WHAT NEEDS TO BE DONE
Count the lines below that contain the word "tire" and give only that number.

[EXCERPTED DATA Boundary: Start]

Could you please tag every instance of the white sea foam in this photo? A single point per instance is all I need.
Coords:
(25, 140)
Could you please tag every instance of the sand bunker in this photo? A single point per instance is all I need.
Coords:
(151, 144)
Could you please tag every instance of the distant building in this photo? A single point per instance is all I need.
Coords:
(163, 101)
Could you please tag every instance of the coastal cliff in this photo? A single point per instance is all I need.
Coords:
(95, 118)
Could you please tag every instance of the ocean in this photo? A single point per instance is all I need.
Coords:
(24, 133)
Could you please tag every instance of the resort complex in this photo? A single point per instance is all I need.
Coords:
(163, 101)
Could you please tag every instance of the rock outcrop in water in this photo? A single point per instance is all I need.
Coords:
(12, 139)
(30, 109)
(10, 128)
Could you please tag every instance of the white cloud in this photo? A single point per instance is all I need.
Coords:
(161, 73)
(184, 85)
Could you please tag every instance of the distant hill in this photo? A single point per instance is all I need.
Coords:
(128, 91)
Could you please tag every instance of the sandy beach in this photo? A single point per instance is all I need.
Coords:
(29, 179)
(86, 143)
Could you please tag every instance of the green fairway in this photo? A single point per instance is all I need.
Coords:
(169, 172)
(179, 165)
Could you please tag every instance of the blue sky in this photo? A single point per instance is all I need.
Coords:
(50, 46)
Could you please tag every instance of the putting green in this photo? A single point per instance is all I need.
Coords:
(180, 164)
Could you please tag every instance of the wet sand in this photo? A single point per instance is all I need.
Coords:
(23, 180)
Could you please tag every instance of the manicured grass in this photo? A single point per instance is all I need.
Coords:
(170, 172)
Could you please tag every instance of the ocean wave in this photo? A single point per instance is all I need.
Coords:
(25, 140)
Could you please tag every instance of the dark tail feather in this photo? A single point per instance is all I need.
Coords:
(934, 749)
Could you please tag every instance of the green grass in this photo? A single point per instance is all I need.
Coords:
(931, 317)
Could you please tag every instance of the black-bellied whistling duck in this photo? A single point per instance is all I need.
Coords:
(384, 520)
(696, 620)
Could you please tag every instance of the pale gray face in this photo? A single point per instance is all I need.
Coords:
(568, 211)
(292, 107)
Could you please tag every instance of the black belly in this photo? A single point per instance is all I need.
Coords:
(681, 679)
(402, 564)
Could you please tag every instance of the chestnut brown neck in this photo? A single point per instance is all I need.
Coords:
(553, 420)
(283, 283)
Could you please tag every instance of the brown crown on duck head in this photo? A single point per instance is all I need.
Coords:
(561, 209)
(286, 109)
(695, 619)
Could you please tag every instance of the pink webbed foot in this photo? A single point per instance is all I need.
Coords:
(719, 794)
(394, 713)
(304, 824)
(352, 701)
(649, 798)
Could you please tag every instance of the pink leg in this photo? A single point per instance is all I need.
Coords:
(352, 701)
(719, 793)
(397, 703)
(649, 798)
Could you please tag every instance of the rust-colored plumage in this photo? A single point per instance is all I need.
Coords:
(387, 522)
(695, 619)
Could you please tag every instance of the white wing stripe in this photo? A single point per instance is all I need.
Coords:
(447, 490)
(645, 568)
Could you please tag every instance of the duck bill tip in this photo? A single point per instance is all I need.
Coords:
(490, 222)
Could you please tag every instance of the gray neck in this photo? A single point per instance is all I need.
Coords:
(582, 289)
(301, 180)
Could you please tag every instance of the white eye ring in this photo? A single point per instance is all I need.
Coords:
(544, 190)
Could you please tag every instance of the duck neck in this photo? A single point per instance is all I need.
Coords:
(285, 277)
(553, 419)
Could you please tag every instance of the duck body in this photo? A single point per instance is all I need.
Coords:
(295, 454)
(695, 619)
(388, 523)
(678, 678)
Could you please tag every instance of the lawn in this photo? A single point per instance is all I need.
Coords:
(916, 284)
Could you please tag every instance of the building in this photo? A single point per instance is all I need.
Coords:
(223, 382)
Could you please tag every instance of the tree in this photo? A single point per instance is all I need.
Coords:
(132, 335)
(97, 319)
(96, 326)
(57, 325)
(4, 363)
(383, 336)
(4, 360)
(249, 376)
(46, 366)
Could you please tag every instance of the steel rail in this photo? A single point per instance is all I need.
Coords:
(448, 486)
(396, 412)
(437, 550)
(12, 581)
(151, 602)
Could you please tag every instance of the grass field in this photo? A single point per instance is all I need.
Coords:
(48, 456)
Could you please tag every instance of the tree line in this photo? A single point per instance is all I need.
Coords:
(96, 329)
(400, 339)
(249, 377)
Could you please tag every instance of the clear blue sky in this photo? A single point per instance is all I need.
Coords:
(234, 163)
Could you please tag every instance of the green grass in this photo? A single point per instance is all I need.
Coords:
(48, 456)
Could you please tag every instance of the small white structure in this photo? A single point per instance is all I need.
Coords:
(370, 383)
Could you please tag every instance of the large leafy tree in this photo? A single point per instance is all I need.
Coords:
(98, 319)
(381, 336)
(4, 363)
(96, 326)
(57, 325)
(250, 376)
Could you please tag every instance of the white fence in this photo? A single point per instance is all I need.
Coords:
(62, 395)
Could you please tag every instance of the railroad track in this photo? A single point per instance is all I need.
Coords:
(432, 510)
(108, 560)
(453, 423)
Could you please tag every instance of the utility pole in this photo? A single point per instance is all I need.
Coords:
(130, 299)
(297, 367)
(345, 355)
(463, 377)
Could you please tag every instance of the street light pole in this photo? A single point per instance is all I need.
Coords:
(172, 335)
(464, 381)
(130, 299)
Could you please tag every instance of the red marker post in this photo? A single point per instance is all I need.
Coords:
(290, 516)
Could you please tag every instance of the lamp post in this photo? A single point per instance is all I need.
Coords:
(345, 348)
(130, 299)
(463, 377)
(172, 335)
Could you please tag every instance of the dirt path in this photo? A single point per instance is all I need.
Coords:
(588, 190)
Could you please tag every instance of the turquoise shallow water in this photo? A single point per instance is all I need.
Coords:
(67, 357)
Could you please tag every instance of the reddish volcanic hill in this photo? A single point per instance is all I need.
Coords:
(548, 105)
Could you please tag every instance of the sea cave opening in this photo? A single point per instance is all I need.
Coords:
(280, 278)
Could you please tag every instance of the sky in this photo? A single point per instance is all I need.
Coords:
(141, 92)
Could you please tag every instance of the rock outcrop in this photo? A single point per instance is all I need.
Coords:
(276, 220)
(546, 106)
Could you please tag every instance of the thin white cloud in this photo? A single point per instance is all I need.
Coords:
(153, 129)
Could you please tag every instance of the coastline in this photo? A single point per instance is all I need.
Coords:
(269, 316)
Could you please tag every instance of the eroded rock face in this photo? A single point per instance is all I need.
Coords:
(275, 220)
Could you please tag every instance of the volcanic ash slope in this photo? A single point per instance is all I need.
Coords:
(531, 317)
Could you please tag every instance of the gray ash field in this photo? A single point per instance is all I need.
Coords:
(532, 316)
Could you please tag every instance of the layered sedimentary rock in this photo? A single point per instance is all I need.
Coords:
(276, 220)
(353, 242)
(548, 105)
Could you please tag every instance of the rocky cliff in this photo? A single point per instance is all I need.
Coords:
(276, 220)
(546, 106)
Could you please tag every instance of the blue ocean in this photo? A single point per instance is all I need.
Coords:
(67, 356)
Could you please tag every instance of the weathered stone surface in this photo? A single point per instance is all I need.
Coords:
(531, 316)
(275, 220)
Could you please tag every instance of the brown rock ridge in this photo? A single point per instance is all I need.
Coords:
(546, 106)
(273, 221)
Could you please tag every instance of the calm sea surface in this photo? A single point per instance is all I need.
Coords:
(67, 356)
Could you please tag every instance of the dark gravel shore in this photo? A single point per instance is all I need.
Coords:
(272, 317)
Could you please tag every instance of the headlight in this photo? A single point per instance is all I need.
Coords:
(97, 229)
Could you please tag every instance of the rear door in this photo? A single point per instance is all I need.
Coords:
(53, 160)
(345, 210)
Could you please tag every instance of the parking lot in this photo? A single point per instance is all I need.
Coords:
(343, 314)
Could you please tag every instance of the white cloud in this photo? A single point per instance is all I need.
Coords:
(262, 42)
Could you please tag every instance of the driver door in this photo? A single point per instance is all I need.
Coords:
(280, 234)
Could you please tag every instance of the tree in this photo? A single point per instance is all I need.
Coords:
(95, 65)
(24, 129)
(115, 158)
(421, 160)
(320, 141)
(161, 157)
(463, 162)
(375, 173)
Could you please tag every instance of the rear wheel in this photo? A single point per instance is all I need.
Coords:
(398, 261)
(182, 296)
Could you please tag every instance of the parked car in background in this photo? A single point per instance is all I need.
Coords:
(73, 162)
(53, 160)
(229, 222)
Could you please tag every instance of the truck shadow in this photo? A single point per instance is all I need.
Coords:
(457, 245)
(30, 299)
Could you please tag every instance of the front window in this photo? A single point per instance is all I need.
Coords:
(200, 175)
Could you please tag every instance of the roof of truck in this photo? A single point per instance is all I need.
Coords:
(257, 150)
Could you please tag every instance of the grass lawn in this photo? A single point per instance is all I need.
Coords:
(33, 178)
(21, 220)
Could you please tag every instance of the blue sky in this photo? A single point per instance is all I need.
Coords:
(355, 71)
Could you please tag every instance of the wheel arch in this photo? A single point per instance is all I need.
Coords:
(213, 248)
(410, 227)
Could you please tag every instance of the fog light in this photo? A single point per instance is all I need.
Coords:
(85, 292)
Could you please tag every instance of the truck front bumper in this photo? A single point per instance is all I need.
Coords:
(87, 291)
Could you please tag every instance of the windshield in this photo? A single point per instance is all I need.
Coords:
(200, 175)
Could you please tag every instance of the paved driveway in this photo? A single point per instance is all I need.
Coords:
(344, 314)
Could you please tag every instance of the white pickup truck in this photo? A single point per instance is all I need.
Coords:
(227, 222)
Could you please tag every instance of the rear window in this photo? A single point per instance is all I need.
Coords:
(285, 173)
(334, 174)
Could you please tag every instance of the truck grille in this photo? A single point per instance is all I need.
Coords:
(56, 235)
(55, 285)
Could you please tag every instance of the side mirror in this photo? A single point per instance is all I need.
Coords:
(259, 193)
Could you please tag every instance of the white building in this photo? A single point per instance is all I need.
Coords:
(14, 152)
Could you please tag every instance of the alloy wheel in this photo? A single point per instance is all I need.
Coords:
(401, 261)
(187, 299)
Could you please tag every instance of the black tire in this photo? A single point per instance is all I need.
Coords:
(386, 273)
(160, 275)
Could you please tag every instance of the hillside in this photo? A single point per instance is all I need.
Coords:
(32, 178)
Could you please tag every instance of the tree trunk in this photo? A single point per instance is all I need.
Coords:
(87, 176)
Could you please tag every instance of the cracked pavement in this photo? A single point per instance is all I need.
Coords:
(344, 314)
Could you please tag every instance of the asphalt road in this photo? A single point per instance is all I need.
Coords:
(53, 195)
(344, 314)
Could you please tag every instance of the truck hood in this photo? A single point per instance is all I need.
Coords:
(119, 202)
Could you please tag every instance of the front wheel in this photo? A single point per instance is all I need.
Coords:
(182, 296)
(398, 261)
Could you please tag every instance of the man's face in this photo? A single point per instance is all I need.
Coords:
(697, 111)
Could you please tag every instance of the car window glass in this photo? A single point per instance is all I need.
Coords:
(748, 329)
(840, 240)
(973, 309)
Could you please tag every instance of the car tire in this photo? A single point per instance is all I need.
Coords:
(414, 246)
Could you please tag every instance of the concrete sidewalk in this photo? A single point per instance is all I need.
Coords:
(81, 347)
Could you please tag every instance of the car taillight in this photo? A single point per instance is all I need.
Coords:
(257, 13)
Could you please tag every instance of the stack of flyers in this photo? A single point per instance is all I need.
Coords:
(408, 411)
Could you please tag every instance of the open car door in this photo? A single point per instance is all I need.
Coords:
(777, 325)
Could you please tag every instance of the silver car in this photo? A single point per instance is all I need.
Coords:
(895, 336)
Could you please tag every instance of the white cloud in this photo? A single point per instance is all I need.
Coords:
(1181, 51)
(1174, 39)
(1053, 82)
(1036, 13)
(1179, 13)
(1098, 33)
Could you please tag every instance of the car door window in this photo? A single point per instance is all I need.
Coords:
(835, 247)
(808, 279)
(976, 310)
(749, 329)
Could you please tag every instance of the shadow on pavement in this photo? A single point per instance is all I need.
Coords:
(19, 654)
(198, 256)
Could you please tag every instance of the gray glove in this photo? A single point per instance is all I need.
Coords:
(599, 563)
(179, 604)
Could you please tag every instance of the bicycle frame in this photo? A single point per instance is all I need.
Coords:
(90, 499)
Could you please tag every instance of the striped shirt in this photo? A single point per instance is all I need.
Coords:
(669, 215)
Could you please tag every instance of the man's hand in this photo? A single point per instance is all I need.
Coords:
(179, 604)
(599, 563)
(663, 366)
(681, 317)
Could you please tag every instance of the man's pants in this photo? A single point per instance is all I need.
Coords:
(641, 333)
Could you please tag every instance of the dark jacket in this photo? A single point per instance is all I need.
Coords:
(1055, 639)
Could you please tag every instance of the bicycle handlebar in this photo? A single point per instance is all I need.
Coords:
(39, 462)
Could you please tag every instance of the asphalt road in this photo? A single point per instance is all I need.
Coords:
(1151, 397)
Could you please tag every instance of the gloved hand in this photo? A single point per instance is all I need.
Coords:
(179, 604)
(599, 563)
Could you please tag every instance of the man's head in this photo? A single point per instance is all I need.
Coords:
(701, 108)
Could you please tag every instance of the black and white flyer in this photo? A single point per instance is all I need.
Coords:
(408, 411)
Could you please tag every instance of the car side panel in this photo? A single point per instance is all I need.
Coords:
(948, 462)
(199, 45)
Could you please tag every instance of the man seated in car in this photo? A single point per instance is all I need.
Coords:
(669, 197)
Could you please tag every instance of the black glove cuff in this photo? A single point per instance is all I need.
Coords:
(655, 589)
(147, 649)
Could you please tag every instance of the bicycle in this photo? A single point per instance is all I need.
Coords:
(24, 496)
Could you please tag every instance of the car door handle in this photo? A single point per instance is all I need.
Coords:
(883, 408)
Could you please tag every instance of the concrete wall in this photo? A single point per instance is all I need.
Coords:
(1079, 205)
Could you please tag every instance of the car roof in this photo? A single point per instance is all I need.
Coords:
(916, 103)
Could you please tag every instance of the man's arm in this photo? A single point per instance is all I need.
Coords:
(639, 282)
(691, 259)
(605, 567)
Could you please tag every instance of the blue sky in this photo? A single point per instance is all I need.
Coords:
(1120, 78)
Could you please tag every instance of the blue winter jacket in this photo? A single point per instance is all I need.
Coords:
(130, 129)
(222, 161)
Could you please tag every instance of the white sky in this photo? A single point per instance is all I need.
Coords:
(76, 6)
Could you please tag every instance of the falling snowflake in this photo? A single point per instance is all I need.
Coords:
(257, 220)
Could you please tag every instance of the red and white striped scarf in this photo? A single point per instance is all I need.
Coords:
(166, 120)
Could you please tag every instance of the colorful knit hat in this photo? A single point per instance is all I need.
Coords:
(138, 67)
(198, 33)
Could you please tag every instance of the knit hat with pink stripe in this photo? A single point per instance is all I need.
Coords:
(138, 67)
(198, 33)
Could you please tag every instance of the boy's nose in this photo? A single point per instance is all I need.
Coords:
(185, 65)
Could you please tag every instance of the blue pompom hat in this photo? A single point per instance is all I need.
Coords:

[EXCERPTED DATA Boundary: End]

WORKED SOLUTION
2